--- DETTAGLI DELL'ESERCIZIO ---
Individui nelle voci seguenti ogni riga in cui compare la parola "notebook" e la trascriva per intero.

--- VOCI DEL DATASET ---
◆ ◆ ◆ ◆
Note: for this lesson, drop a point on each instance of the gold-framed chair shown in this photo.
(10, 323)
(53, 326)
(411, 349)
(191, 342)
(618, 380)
◆ ◆ ◆ ◆
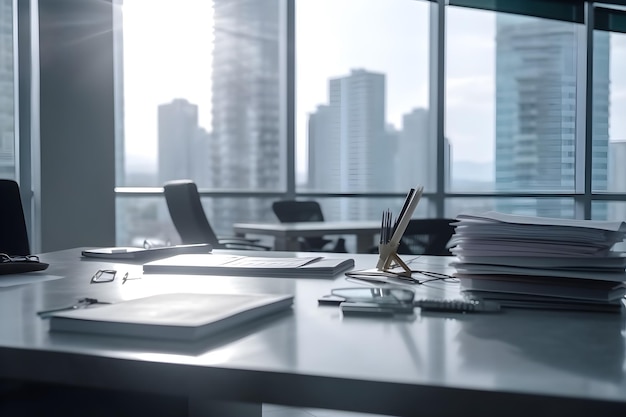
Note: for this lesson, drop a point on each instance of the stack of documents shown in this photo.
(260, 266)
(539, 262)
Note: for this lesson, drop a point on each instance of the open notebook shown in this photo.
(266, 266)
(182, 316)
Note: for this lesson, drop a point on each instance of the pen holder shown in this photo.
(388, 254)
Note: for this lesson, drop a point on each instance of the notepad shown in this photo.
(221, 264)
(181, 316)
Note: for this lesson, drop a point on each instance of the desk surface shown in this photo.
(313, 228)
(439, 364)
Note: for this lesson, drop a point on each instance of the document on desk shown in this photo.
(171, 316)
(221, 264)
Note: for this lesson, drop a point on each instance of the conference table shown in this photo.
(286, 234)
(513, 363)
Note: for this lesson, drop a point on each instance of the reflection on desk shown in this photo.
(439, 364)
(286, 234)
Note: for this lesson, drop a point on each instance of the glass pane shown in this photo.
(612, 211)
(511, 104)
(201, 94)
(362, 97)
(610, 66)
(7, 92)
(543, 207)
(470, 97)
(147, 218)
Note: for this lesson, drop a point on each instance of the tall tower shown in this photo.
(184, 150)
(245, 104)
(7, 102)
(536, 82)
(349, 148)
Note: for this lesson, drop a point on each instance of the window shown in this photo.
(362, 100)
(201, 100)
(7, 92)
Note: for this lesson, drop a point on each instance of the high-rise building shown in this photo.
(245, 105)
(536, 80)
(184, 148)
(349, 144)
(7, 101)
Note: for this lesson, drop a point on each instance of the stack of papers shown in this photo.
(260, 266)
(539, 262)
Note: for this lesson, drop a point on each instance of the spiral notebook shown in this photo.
◆ ◆ ◆ ◆
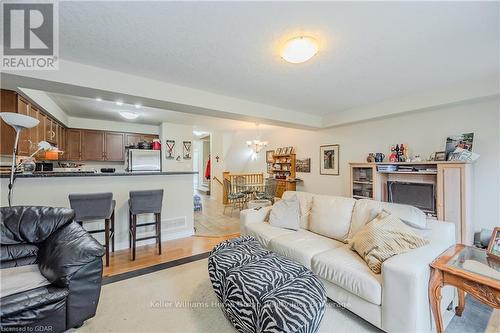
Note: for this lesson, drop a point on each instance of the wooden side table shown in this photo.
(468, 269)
◆ ◆ ◆ ◆
--- RISULTATO DEL COMPITO ---
Note: for this lesson, drop a point on each instance of the open notebook shown in this photo.
Note: for this lesson, drop a point on each instance of the spiral notebook shown in this photo.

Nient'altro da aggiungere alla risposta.